_Input for this task_
########
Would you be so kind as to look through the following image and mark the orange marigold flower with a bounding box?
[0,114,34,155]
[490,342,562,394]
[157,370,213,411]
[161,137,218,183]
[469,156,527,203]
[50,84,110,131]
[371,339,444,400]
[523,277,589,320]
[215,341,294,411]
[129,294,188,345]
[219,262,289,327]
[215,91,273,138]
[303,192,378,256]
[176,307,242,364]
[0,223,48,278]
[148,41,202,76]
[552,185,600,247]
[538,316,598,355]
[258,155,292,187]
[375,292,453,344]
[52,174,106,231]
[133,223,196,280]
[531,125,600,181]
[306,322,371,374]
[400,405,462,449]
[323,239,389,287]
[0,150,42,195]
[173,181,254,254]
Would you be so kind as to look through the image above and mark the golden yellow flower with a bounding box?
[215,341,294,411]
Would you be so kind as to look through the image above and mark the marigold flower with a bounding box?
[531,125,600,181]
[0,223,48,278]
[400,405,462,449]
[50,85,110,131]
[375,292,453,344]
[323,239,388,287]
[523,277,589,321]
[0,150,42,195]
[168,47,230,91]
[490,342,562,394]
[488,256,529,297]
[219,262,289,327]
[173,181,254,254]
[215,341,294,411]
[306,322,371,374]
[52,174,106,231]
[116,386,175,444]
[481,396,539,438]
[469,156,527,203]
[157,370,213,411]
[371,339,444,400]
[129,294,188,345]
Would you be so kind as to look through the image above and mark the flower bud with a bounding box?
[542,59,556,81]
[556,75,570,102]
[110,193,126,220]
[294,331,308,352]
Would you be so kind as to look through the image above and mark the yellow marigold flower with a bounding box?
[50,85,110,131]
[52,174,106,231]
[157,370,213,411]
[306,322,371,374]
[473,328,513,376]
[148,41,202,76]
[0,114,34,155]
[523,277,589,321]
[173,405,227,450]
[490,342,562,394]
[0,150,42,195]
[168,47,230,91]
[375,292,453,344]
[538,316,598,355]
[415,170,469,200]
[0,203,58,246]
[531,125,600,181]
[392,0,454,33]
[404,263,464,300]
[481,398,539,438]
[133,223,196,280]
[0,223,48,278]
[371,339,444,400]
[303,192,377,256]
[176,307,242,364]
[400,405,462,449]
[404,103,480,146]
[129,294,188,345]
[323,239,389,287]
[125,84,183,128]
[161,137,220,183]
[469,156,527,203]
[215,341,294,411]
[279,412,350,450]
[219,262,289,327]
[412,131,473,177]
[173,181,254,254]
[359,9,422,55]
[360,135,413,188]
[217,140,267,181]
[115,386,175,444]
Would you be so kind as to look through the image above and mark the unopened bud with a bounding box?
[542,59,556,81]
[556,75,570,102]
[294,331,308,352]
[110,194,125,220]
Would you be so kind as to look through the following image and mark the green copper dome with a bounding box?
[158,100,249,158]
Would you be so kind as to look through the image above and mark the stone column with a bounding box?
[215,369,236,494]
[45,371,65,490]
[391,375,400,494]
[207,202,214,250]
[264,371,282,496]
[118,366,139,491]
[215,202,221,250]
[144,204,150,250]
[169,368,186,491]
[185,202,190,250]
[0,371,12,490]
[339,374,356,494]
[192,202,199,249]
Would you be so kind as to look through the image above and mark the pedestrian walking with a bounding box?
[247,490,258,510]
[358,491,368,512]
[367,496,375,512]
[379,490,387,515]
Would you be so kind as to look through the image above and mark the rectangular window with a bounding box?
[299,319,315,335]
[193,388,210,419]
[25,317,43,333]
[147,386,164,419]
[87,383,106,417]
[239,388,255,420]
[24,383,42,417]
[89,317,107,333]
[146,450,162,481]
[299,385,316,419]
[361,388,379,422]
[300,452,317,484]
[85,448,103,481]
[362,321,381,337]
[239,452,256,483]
########
Copy out every one of the records above word for word, keeping each line unchanged and in its original order.

Would you be so kind as to look through the following image and mark the orange marigold flower with a bounding box?
[0,114,34,155]
[490,342,562,394]
[157,370,213,411]
[161,137,218,183]
[469,156,527,203]
[50,84,110,131]
[371,339,444,400]
[523,277,589,320]
[215,341,294,411]
[129,294,188,345]
[219,262,289,327]
[215,91,273,138]
[303,192,378,256]
[176,307,242,364]
[0,223,48,278]
[148,41,202,76]
[552,185,600,247]
[538,316,598,355]
[258,155,292,187]
[375,292,453,344]
[52,174,106,231]
[133,223,196,280]
[531,125,600,181]
[306,322,371,374]
[400,405,462,449]
[323,239,389,287]
[0,150,42,195]
[173,181,254,254]
Would you be so kind as to look through the image above and mark the golden yellow flower with a bounding box?
[215,341,294,411]
Would you be so kind as to look through the image above and mark the marigold flower with a bounding box?
[531,125,600,181]
[0,223,48,278]
[400,405,462,449]
[50,85,110,131]
[375,292,453,344]
[323,239,388,287]
[523,277,589,321]
[0,150,42,195]
[168,47,230,91]
[490,342,562,394]
[488,256,529,297]
[219,262,289,327]
[173,181,254,254]
[215,341,294,411]
[306,322,371,374]
[52,174,106,231]
[116,386,175,444]
[481,396,539,438]
[469,156,527,203]
[157,370,213,411]
[371,339,444,400]
[129,294,188,345]
Would you be so kind as to look through the image above and mark the flower bud with a bounding box?
[542,59,556,81]
[556,75,570,102]
[110,193,126,220]
[294,331,308,352]
Would you be so kind as to look through the image above and mark the yellow marigold flower with a bounding box?
[50,85,110,131]
[52,174,106,231]
[157,370,213,411]
[306,322,371,374]
[473,328,513,376]
[148,41,202,76]
[0,114,34,155]
[523,277,589,321]
[173,405,227,450]
[490,342,562,394]
[0,150,42,195]
[168,47,230,91]
[375,292,453,344]
[538,316,598,355]
[415,170,469,200]
[0,203,58,246]
[531,125,600,181]
[392,0,454,33]
[404,263,464,300]
[481,398,539,438]
[133,223,196,280]
[0,223,48,278]
[371,339,444,400]
[303,192,377,256]
[176,307,242,364]
[400,405,462,449]
[404,103,480,146]
[129,294,188,345]
[323,239,389,287]
[125,84,183,128]
[161,137,220,183]
[469,156,527,203]
[215,341,294,411]
[279,412,350,450]
[219,262,289,327]
[412,131,473,177]
[173,181,254,254]
[359,9,422,55]
[360,135,413,188]
[217,140,267,181]
[115,386,175,444]
Would you be so kind as to look through the image above and mark the unopened bud with a bounding box?
[542,59,556,81]
[556,75,570,102]
[294,331,308,352]
[110,194,125,220]
Would you be so kind as to look through the following image and mark the green copper dome with a bounding box?
[158,100,249,158]
Would you be so kind as to look through the image above and mark the stone column with a bounding box?
[215,369,236,494]
[45,371,65,490]
[391,375,400,494]
[207,202,214,250]
[264,371,282,496]
[118,366,139,491]
[215,202,221,250]
[144,204,150,250]
[169,368,186,491]
[185,202,190,250]
[0,371,12,490]
[339,374,356,494]
[192,202,199,249]
Would you be so kind as to look through the image above and mark the pedestrian walking with a bounding box?
[247,490,258,510]
[358,491,368,512]
[367,496,375,512]
[379,490,387,515]
Would you be so kind as to look through the image above and mark the rectangular window with a bounding box?
[299,319,315,335]
[193,388,210,419]
[25,317,43,333]
[147,386,164,419]
[87,383,106,417]
[239,388,255,420]
[24,383,42,417]
[89,317,107,333]
[146,450,162,481]
[299,385,316,419]
[361,388,379,422]
[300,452,317,484]
[85,448,103,481]
[362,321,381,337]
[239,452,256,483]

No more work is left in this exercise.